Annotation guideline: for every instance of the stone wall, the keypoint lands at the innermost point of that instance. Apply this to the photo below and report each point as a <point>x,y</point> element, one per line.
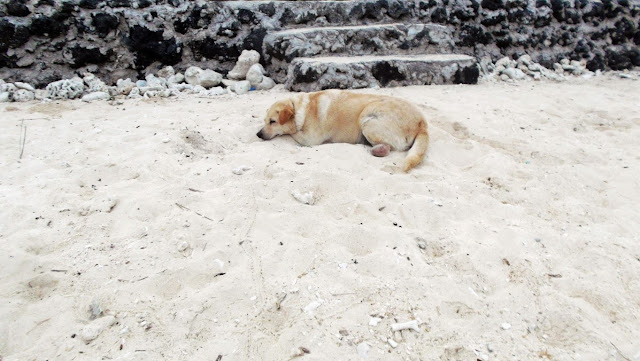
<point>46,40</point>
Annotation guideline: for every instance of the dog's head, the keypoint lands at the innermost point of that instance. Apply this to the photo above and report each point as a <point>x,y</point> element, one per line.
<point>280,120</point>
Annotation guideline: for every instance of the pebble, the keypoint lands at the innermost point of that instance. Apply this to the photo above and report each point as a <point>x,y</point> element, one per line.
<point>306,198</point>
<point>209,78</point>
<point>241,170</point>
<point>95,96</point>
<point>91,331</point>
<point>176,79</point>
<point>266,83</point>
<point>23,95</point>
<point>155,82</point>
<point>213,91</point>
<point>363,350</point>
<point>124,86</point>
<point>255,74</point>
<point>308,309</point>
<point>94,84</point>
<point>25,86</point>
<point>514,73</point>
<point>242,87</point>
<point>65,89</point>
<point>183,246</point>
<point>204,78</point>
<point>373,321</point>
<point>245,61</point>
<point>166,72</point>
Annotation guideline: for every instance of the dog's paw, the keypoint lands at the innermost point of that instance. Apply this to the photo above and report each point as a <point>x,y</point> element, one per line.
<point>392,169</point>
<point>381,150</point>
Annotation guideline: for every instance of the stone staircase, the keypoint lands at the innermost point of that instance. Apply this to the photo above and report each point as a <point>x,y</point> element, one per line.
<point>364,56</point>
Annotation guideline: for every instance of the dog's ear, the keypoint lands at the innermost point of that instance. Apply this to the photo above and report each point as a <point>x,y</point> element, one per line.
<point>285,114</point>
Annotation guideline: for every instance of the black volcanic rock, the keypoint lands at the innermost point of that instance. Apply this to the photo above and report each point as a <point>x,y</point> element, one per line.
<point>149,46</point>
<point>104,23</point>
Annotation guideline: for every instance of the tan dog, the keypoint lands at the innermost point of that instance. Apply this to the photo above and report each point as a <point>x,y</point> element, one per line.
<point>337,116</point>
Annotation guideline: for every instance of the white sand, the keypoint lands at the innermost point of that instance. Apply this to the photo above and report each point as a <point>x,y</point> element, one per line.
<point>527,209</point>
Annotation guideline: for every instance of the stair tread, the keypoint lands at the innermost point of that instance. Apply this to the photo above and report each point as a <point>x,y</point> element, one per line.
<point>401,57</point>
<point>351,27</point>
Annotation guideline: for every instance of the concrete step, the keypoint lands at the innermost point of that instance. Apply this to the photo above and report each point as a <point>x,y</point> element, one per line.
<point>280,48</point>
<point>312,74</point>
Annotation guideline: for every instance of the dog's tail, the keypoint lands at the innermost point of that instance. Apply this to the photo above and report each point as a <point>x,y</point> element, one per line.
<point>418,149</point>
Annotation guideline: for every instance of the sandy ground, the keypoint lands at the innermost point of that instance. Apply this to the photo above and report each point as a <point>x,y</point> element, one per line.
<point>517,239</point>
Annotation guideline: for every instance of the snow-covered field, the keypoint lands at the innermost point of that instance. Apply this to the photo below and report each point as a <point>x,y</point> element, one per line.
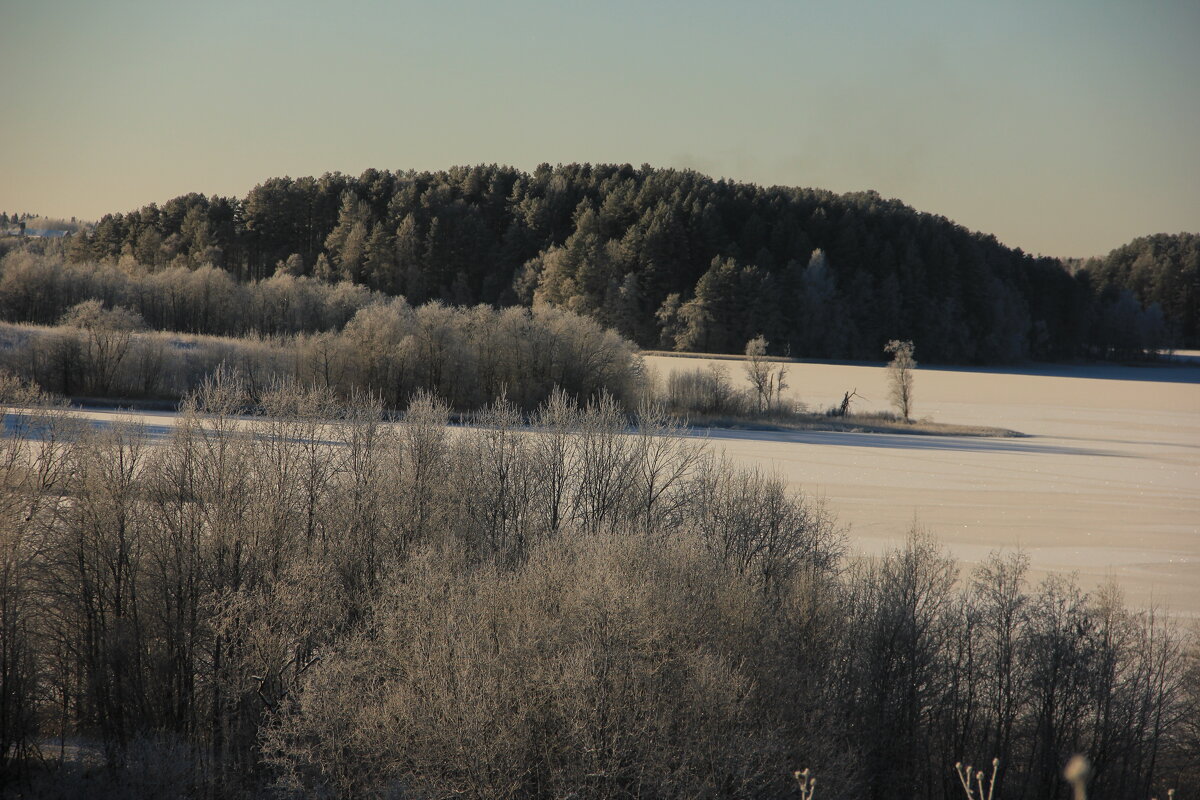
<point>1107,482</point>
------------------------------------
(Work order):
Transcribe all entries above exactly. Omit the pictures.

(Task response):
Annotation guideline: for every instance of the stone wall, the keypoint lands at the innermost point of that instance. Apply this to the photo below and report each point as a <point>x,y</point> element, one per line.
<point>46,40</point>
Annotation guideline: for every instance of the dog's head, the keypoint lands at the innermost point of that instance. Apply this to the photo above and report each point as a <point>x,y</point> element, one per line.
<point>280,120</point>
Annotation guideline: for every instance of the pebble, the keypoint lands at the innermost point of that instance. Apply this to the photo above and report each point as a <point>x,y</point> element, one per line.
<point>306,198</point>
<point>209,78</point>
<point>241,170</point>
<point>95,96</point>
<point>91,331</point>
<point>176,79</point>
<point>266,83</point>
<point>23,95</point>
<point>155,82</point>
<point>213,91</point>
<point>363,350</point>
<point>124,86</point>
<point>255,74</point>
<point>308,309</point>
<point>94,84</point>
<point>25,86</point>
<point>514,73</point>
<point>242,87</point>
<point>65,89</point>
<point>183,246</point>
<point>204,78</point>
<point>373,321</point>
<point>245,61</point>
<point>166,72</point>
Annotation guideline: for every instance of the dog's paw, the keypoint lands at the innermost point of that instance. Apply this to the photo above and report each point as a <point>x,y</point> element, one per line.
<point>392,169</point>
<point>381,150</point>
Annotation guideline: for every instance of the stone staircase, the keypoint lands at the innermost point of that instance. Apply this to the photo above and report each point as a <point>x,y</point> element, one per line.
<point>364,56</point>
Annotation guideline: for every instance of the dog's ear, the keypoint lands at the innermost point of that instance. Apply this to the photo above and report each point as a <point>x,y</point> element, one per line.
<point>285,114</point>
Annotation guideline: for every instance of the black volcanic rock, the keypoint lands at the innermost point of that instance. Apply this to the photo above and report each point as a <point>x,y</point> element, one per line.
<point>149,46</point>
<point>104,23</point>
Annotation guideline: for every instance of the tan dog, the keypoint lands at the innermost point of that instance. Apply this to the photo above and report each point as a <point>x,y</point> element, one per line.
<point>337,116</point>
Annotation guideline: for every instance of the white sand, the keypoint lands at the innermost point of that instance. Apply this to the photo above and report each point as a <point>x,y</point> element, one per line.
<point>527,209</point>
Annotation guideline: for every instance of the stair tread, the keypoint lands at the innermost point of that instance. Apply this to the photo above and report each point as a <point>x,y</point> element, one per line.
<point>401,57</point>
<point>351,27</point>
Annotation guideline: for every instance of the concrete step, the keypoint lands at the innermost point of that instance. Apply this to the photo above and report each point as a <point>x,y</point> element, one per line.
<point>280,48</point>
<point>312,74</point>
Annotation guideline: for every instance of the dog's tail, the keypoint lands at the innermost point of that instance. Apply this to the photo above and report each point as a <point>x,y</point> element, one per line.
<point>418,149</point>
Annotation guideline: for every instance of the sandy ground, the keypoint lands at the innermost point of that instance. Apply this to the photo above and report each point as a <point>x,y</point> element, one per line.
<point>517,239</point>
Annotation guideline: for every instance of the snow-covered field, the keypoint lands at the innermost point of that instance. Apply this to the photo below and report each point as a <point>x,y</point> element, one per line.
<point>1107,482</point>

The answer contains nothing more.